* [Given task]
Resize the answer point coordinates by multiplying each by 2.35 and rounding to whole numbers, with halves rounding up. Write out every line again, requests included, from the line containing "in water in this photo." through the end of the rows below, and leave every other number unchanged, including those in the requests and their format samples.

════════════════════

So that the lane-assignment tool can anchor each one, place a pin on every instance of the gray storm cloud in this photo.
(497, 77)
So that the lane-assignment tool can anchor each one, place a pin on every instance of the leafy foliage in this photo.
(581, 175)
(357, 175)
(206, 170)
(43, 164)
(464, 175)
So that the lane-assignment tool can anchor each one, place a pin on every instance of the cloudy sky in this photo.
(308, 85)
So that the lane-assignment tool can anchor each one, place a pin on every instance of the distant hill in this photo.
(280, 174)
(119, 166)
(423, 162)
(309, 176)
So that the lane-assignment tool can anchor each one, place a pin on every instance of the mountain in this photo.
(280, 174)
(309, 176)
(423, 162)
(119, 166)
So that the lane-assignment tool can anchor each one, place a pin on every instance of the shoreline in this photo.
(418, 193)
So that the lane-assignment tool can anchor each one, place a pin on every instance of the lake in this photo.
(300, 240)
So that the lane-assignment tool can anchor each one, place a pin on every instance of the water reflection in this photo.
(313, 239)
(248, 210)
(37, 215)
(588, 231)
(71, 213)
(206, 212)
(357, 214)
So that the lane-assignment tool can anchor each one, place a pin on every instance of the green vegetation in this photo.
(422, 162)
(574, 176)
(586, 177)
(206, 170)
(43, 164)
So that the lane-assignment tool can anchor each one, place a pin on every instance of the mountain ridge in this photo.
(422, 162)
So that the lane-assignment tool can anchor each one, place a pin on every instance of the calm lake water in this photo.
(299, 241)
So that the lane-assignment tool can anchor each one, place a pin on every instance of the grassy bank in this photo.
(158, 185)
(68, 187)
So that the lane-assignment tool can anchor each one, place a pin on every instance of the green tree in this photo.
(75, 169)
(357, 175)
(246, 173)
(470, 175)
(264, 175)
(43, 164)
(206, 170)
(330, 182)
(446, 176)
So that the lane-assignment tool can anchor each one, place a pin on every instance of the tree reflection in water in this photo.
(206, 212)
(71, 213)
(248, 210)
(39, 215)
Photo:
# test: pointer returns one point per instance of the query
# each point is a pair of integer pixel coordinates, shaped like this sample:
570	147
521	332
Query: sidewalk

════════════════════

* [Solution to this problem]
So that the lane-assignment tool can anchor each one, place a pin on every instance of the tree reflection in water in this photo.
(484, 498)
(167, 501)
(583, 494)
(92, 505)
Photo:
# test: pointer returns one point per instance of the query
# each point is a pair of integer pixel coordinates, shaped like this sample:
570	147
521	332
Query: sidewalk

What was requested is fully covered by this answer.